[Begin]

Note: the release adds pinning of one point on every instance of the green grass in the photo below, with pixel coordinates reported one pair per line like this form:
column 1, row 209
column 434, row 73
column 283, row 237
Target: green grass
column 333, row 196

[End]

→ EXERCISE REQUIREMENTS: Convert every line of the items above into a numbered list, omitting any blank lines.

→ WRITTEN RESPONSE:
1. Note: the release adds pinning of one point on every instance of the green grass in the photo below, with pixel coordinates reported one pair per line like this form:
2. column 1, row 209
3. column 434, row 73
4. column 283, row 237
5. Target: green grass
6. column 333, row 196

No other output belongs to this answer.